§ Short problem
Copy out all of the material below, replacing every instance of "drill" with "exercise" and leaving everything else untouched.

§ Record extracts
-*-

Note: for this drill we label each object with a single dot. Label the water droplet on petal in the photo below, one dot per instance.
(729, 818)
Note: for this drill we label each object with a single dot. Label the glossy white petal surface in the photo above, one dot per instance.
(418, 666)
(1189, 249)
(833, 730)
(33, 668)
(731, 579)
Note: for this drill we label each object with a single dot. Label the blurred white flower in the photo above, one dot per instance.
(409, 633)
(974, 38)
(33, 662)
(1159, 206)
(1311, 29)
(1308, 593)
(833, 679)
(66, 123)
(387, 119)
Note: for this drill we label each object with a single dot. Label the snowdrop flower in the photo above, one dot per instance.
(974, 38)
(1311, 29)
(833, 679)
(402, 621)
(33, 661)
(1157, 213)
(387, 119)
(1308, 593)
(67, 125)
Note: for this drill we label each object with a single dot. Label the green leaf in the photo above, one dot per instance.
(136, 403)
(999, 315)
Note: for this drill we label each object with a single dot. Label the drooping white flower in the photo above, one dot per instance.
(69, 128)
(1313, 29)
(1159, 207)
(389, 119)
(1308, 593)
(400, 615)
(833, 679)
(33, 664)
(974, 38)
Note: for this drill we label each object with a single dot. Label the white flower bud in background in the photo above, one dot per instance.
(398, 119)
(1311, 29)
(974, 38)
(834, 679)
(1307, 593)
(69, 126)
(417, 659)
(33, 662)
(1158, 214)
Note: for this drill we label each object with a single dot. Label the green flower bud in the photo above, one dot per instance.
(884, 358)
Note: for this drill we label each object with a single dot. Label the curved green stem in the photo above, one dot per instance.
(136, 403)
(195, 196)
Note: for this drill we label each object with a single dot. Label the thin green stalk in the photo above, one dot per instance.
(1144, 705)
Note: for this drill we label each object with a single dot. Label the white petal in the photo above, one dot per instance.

-*-

§ Task solution
Note: for this exercise we label each object with a single dot. Label the water droplet on petal in the photo below, one dot per instance.
(729, 818)
Note: for this exercise we label each object with a single dot. Label the glossy white petal surface in the photo above, one dot per instance.
(418, 666)
(1189, 249)
(833, 730)
(33, 668)
(731, 579)
Note: for this exercise we label each object with a single dot. Label the blurred white flower in the photo above, one dot per instance.
(409, 633)
(974, 38)
(33, 662)
(1159, 206)
(1311, 29)
(1308, 593)
(833, 679)
(66, 123)
(387, 119)
Note: for this exercise we label each object with a single dot. Label the snowdrop flower in the photo above, one dot per instance.
(974, 38)
(1311, 29)
(833, 679)
(402, 621)
(33, 661)
(1157, 213)
(387, 119)
(1308, 593)
(67, 125)
Note: for this exercise we label each object with a single dot. Label the green leaf in the photo above, one dot per instance.
(136, 403)
(999, 315)
Note: for this exercise we label each object with a single dot. Label the drooping white flower in the photo above, one dot per instance.
(69, 128)
(1313, 29)
(1159, 207)
(389, 119)
(1308, 593)
(400, 615)
(833, 679)
(33, 664)
(974, 38)
Note: for this exercise we label each object with a single dot. Label the white flower bud in background in the photo above, one dot per instance.
(398, 119)
(1311, 29)
(974, 38)
(834, 679)
(1307, 593)
(69, 126)
(417, 659)
(33, 662)
(1158, 214)
Note: for this exercise we label each object with a single dot. Label the green flower bud in the photo above, one dot per instance.
(884, 358)
Note: for this exercise we label each object with a single dot. Label the curved green stem in the photo above, one dot per instance.
(136, 403)
(195, 196)
Note: for this exercise we label each object with a single dot. Label the thin green stalk in the photo above, one dot per instance.
(1144, 705)
Note: for this exercise we label each object with a single dot. Label the white petal in the photo above, one dot per instance.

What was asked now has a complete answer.